Однажды пушечная пальба возвестила взятие Килии. Я, не помня себя от радости, узнав, что мой муж жив и здоров, поспешила к молебствию. Тут просила я князя приказать мужу моему возвратиться. Князь обещал исполнить мою просьбу и в самом деле тотчас же отправил ордер спросить графа Головина, хочет ли он того или нет. Муж был только в ста верстах от нас и приехал верхом на другой день. Мне хотелось немедленно возвратиться в Петербург. Но вскоре должны были праздновать день Св. Екатерины. Князь Потемкин был всегда так приветлив и благосклонен ко мне, что неловко было бы нам уехать до празднества, и мы выезд свой отсрочили.

В день празднества повезли нас в линейках мимо двухсоттысячной армии, расставленной по обеим сторонам дороги. Войска нам салютовали. Подъехали мы к обширной подземной зале, богато и роскошно убранной. В верхней галерее были музыканты. Звуки инструментов, раздававшиеся в подземелье, были несколько глухи, но это самое придавало им какую-то пленительную таинственность. На обратном пути сопровождала нас непрерывная пальба. Бочки с зажженной смолой, расставленные по дороге, служили нам фонарями».

* Задания:
**1)** Перепишите без изменений фрагмент отрывка о взятии Килии от слов «Однажды пушечная пальба» до слов «выезд свой отсрочили.».
**2)** Продолжите отрывок о взятии Килии, начав сразу после его последнего предложения.

* Перечень записей:

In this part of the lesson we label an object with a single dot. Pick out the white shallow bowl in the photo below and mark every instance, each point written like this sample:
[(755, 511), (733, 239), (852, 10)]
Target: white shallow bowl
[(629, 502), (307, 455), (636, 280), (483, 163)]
...
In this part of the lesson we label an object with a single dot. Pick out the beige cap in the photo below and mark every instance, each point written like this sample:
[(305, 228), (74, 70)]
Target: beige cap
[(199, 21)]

* Ответы к заданиям:
**1)**
Однажды пушечная пальба возвестила взятие Килии. Я, не помня себя от радости, узнав, что мой муж жив и здоров, поспешила к молебствию. Тут просила я князя приказать мужу моему возвратиться. Князь обещал исполнить мою просьбу и в самом деле тотчас же отправил ордер спросить графа Головина, хочет ли он того или нет. Муж был только в ста верстах от нас и приехал верхом на другой день. Мне хотелось немедленно возвратиться в Петербург. Но вскоре должны были праздновать день Св. Екатерины. Князь Потемкин был всегда так приветлив и благосклонен ко мне, что неловко было бы нам уехать до празднества, и мы выезд свой отсрочили.

**2)**
Читая эти описания, нельзя не вспомнить, что Державин метко сказал про Потемкина: «Великолепный князь Тавриды».

* * *

Князь Платон Степанович Мещерский был при Екатерине наместником в Казани, откуда приехал он с разными проектами и бумагами для представления их на благоусмотрение императрицы. Бумаги были ей отданы, и Мещерский ожидал приказания явиться к императрице для доклада. Однажды на куртаге императрица извиняется перед ним, что еще не призывала его. «Помилуйте, ваше величество, я ваш, дела ваши, губернии ваши; хоть меня и вовсе не призывайте, это совершенно от вас зависит». Наконец день назначен. Мещерский является к императрице и перед началом доклада кладет шляпу свою на столик ее, запросто подвигает стул себе и садится. Государыня сначала была несколько удивлена такой непринужденностью, но потом, разобрав его бумаги и выслушав его, осталась им очень довольна и оценила его ум.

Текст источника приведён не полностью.